Task brief:
Please update the data from the line with "Target: white lace top" to the line with "xmin=267 ymin=215 xmax=385 ymax=337" by changing "lace" to "cotton", then write out those lines with everything else left as it is.

(Dataset items)
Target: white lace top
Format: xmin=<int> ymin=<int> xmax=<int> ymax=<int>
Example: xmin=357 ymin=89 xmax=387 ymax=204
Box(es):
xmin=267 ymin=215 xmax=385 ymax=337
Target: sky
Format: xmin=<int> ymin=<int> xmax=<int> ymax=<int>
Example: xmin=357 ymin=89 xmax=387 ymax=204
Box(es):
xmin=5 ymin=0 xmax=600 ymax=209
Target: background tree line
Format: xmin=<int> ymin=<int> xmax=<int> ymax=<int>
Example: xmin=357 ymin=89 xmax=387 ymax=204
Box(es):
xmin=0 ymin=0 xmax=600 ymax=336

==

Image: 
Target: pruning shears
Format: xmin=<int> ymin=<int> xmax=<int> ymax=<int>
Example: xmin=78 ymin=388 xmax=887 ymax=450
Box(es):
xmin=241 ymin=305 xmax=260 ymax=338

Answer to the task:
Target: white cotton top
Format: xmin=<int> ymin=<int> xmax=<int> ymax=<int>
Example: xmin=357 ymin=89 xmax=387 ymax=204
Box(es):
xmin=267 ymin=215 xmax=385 ymax=337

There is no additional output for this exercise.